▶ **Job**
Tally the lines in the data below that contain the string "shirt", treating uppercase and lowercase as different, and give only the number.
[Start of Task inputs]
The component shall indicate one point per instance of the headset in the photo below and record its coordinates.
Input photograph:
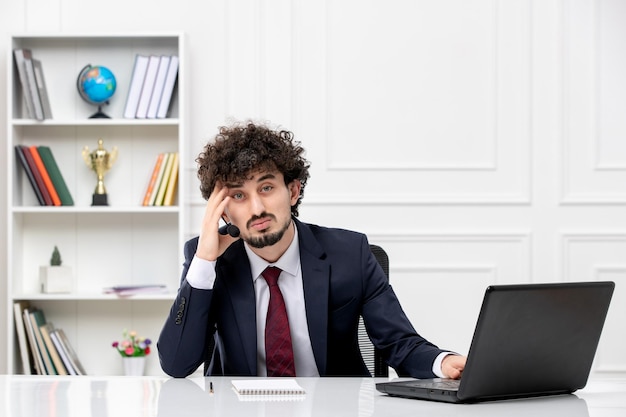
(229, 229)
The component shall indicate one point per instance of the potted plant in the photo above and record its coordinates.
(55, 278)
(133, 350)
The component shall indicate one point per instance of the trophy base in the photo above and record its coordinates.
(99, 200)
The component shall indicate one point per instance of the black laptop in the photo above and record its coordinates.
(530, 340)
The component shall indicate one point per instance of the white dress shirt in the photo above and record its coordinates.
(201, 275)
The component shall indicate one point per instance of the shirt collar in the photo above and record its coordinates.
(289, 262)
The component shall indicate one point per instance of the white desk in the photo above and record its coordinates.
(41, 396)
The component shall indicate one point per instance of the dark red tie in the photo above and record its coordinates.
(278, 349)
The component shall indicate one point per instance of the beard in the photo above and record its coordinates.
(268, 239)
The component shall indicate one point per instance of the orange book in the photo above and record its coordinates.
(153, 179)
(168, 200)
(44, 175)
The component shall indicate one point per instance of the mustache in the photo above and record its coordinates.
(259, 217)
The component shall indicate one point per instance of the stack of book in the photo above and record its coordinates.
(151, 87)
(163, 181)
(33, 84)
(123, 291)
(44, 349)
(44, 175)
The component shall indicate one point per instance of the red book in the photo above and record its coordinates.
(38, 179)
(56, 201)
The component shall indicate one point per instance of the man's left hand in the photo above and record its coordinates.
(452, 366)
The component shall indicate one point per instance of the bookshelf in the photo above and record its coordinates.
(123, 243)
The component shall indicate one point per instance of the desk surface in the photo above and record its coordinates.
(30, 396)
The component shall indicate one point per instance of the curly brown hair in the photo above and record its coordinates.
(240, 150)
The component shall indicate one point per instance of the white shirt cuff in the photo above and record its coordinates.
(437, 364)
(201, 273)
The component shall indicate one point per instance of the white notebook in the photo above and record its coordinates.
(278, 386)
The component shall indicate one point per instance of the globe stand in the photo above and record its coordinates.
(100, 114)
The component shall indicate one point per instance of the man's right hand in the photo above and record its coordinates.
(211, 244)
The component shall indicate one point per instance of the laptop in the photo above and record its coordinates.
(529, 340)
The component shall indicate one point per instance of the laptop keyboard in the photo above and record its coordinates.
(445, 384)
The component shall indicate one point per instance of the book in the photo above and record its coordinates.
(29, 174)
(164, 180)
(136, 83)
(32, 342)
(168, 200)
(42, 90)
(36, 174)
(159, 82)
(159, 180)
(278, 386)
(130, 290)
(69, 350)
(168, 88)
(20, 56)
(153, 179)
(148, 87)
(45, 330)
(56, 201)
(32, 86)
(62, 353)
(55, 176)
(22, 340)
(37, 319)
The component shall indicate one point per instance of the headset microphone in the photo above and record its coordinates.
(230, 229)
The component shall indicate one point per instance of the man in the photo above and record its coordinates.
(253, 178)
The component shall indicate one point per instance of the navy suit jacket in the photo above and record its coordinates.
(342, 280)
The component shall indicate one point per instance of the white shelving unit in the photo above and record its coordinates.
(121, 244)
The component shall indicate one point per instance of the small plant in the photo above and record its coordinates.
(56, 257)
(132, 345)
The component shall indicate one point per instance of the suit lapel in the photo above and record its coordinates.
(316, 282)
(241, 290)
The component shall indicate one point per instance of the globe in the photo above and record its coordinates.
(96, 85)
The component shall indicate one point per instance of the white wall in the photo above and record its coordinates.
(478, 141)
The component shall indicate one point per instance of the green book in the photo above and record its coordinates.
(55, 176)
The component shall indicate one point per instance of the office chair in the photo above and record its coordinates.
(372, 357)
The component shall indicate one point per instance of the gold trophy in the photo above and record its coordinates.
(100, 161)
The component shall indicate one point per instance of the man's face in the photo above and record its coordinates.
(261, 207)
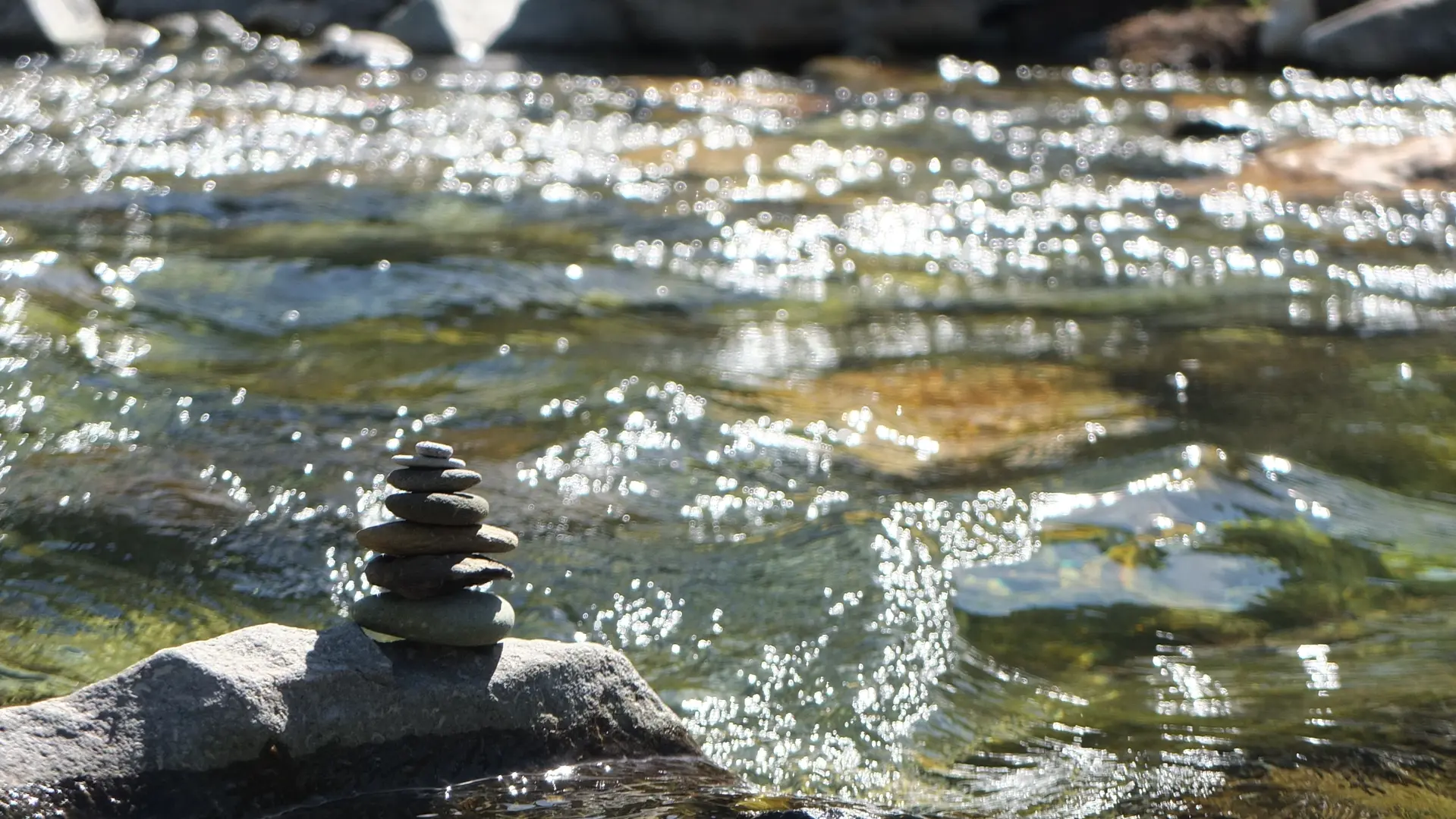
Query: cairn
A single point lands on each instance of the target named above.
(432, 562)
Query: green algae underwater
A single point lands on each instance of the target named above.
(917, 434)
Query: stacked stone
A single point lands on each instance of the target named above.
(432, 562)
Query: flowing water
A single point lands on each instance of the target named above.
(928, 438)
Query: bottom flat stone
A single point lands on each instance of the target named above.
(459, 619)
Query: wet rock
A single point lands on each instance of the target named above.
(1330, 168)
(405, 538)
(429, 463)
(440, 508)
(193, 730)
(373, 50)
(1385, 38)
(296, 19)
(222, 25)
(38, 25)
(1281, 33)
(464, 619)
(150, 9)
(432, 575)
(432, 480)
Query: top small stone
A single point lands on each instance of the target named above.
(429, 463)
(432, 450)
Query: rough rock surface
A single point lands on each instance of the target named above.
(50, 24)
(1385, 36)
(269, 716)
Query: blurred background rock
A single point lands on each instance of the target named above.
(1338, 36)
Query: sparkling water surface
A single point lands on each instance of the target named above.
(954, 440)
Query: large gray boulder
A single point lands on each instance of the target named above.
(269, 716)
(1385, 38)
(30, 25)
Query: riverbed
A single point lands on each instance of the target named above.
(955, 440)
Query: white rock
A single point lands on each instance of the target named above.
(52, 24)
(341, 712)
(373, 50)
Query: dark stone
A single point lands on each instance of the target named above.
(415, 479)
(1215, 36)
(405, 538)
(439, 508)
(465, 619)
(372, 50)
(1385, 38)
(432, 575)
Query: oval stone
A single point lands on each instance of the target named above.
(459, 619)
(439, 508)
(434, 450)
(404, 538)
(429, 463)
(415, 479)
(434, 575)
[End of Task inputs]
[Start of Task inputs]
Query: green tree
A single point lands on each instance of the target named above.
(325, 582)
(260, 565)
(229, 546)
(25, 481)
[End of Task inputs]
▶ **Written solution**
3